PROBLEM TO SOLVE -
Locate each line in the entries below that contains the word "dense" and copy those lines.

SUPPLIED MATERIAL -
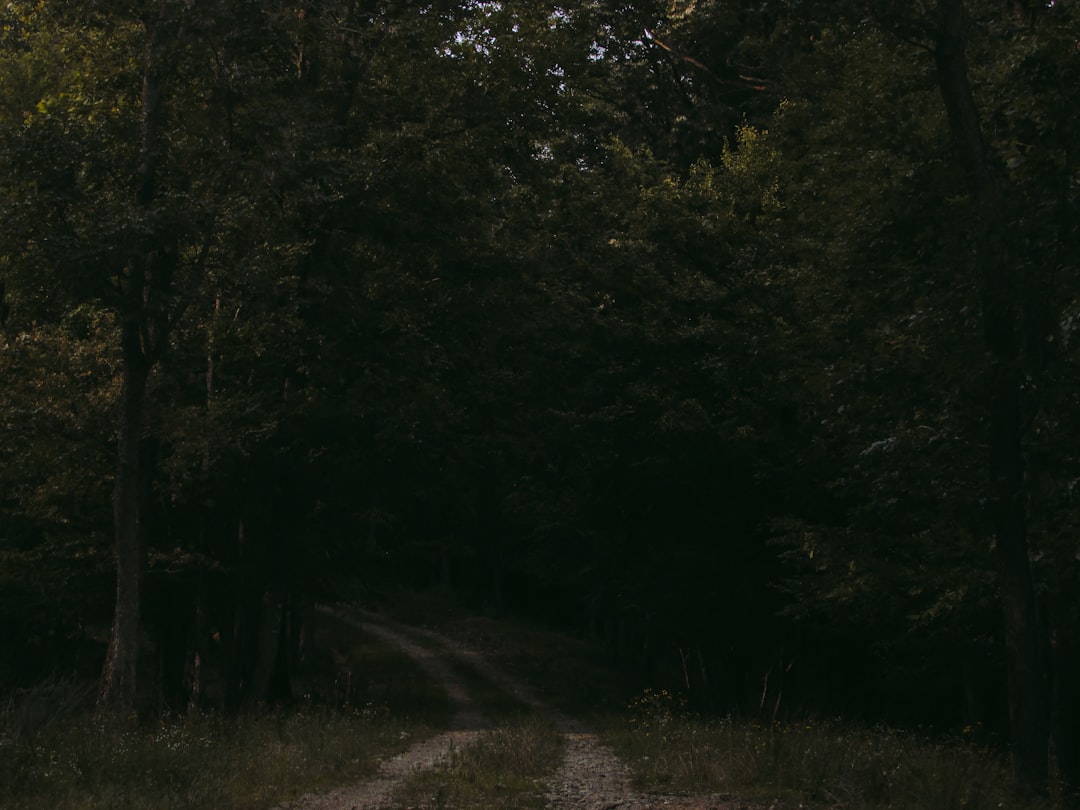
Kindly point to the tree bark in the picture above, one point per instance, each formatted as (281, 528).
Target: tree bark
(119, 676)
(1027, 687)
(145, 321)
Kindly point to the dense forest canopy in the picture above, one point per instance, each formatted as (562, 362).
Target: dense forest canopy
(742, 334)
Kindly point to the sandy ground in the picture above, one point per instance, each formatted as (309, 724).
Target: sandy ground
(590, 778)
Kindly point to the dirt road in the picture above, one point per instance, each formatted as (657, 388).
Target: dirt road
(590, 778)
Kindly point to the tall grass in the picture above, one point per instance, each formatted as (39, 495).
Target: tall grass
(505, 768)
(247, 761)
(55, 756)
(826, 765)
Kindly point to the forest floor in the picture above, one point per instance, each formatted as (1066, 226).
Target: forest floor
(590, 778)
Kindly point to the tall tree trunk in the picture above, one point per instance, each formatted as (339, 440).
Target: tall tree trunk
(1027, 686)
(119, 677)
(145, 321)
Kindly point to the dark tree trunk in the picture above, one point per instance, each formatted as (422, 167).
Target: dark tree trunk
(119, 677)
(144, 318)
(1027, 687)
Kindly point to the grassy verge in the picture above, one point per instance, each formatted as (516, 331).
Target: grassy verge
(505, 768)
(255, 759)
(812, 765)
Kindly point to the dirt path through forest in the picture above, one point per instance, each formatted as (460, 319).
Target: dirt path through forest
(590, 778)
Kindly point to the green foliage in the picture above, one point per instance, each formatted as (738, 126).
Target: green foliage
(815, 764)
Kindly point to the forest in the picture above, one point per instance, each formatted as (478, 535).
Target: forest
(738, 336)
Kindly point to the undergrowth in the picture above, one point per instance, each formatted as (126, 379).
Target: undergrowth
(810, 764)
(505, 768)
(54, 755)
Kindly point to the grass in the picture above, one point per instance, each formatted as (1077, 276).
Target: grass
(809, 765)
(504, 768)
(55, 756)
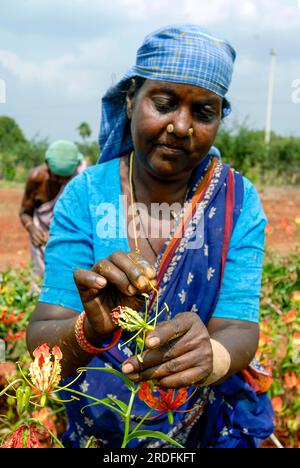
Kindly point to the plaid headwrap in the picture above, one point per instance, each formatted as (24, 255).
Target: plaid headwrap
(186, 54)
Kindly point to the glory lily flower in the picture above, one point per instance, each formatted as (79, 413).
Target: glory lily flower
(45, 370)
(12, 318)
(292, 381)
(23, 437)
(296, 340)
(168, 402)
(14, 336)
(290, 317)
(130, 320)
(296, 297)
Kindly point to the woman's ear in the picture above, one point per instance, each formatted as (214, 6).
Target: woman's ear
(129, 107)
(130, 98)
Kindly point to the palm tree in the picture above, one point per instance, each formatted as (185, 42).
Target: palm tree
(84, 131)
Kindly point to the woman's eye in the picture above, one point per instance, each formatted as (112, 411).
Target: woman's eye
(163, 105)
(205, 115)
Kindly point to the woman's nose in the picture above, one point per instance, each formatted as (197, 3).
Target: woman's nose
(183, 123)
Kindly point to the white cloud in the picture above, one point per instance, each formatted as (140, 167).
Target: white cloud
(74, 75)
(267, 15)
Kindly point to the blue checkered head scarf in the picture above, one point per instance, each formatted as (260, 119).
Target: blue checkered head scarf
(185, 54)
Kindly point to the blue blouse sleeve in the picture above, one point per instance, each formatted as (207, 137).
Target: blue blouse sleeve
(240, 292)
(70, 247)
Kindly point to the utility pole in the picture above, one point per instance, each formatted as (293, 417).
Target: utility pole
(270, 96)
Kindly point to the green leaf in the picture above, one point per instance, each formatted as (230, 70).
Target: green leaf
(107, 403)
(170, 418)
(119, 403)
(153, 435)
(129, 384)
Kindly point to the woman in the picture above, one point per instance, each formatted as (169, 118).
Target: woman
(44, 185)
(158, 128)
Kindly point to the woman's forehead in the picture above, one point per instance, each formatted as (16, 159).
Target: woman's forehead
(180, 89)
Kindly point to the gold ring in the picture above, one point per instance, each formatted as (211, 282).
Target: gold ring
(170, 128)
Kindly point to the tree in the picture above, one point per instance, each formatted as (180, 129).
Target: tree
(84, 131)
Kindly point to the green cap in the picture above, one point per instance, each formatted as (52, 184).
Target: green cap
(63, 158)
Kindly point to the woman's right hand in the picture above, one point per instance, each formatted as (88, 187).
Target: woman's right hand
(119, 280)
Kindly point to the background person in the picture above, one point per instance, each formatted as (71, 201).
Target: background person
(44, 185)
(158, 127)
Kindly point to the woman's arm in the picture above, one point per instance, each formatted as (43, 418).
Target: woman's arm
(182, 353)
(239, 338)
(27, 208)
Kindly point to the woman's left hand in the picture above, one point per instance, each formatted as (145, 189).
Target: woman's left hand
(179, 354)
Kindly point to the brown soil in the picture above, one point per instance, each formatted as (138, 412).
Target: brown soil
(282, 206)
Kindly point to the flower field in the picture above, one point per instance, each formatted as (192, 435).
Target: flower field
(279, 351)
(279, 348)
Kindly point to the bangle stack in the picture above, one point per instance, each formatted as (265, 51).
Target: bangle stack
(83, 342)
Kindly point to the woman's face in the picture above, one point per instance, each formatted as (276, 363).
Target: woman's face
(157, 105)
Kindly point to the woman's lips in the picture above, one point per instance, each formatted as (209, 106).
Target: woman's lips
(172, 150)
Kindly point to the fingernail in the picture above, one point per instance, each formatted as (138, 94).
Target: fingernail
(142, 282)
(134, 377)
(150, 272)
(128, 369)
(132, 290)
(153, 342)
(101, 282)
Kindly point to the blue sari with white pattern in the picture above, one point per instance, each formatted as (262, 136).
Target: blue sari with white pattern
(228, 416)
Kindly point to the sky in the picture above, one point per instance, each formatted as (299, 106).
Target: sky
(58, 57)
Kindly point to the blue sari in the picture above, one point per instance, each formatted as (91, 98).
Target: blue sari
(190, 271)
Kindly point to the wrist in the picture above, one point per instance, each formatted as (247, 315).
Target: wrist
(28, 225)
(221, 363)
(86, 345)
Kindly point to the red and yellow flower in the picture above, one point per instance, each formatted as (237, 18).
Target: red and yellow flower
(45, 370)
(167, 402)
(24, 437)
(296, 297)
(130, 320)
(278, 405)
(291, 380)
(290, 317)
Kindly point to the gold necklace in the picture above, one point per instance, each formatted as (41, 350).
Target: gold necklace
(133, 201)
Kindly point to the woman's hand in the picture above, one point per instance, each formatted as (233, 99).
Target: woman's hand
(119, 280)
(179, 354)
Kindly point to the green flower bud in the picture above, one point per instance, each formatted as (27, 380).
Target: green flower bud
(23, 395)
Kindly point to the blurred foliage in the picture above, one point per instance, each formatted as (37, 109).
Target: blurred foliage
(279, 348)
(243, 148)
(17, 303)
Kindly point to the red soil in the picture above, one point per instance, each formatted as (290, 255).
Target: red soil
(282, 206)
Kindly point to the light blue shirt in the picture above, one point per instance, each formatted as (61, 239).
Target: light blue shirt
(75, 243)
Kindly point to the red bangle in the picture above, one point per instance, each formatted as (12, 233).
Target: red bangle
(83, 342)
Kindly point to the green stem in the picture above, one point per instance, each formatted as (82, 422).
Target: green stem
(128, 419)
(99, 402)
(9, 386)
(142, 421)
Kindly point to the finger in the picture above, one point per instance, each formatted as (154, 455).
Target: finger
(185, 379)
(156, 357)
(115, 276)
(171, 330)
(169, 368)
(139, 272)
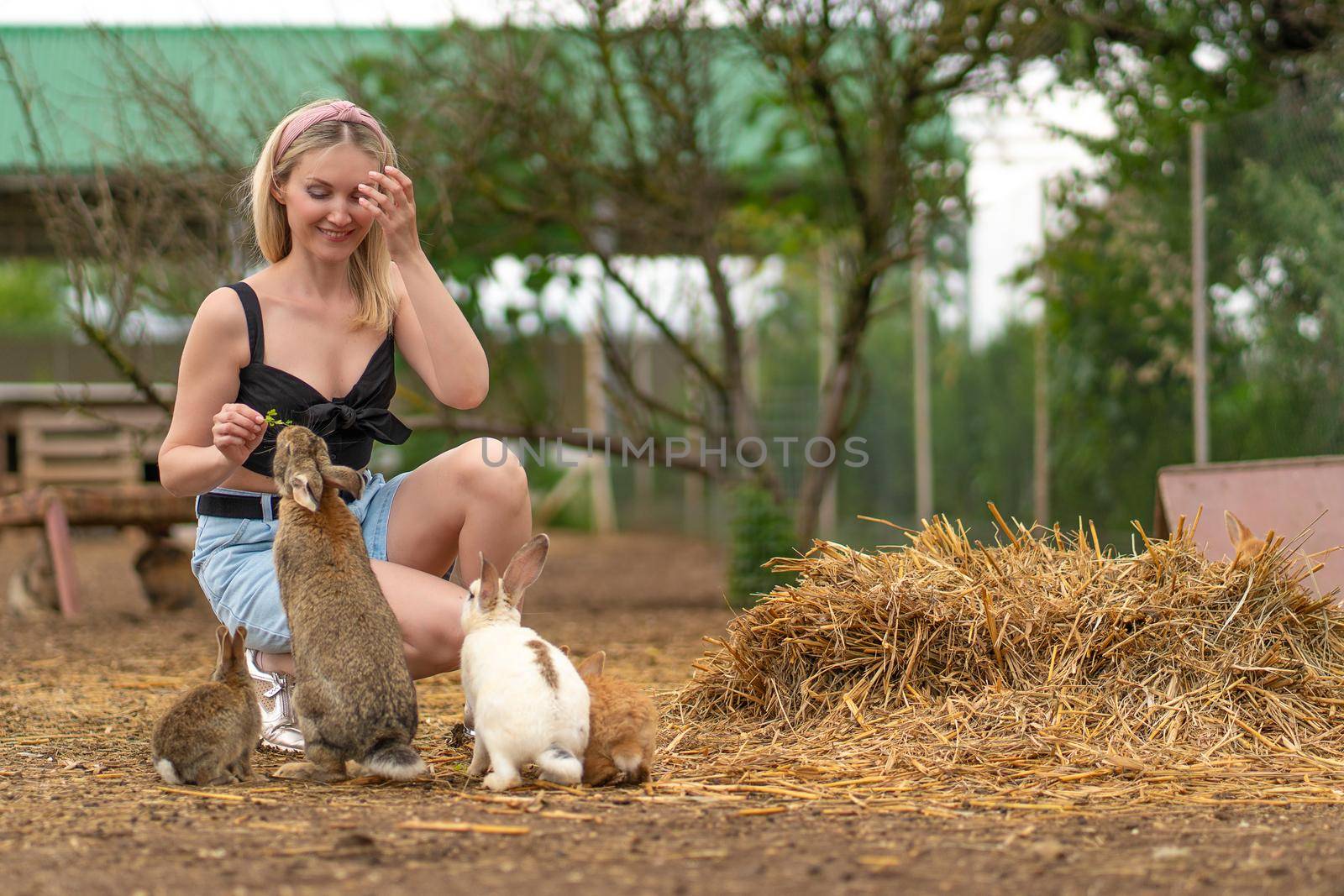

ANSWER TO THIS PROBLEM -
Kindly point to the dense forest canopy in the picture above, one point per instance, each formatted as (562, 362).
Target: dense forest canopy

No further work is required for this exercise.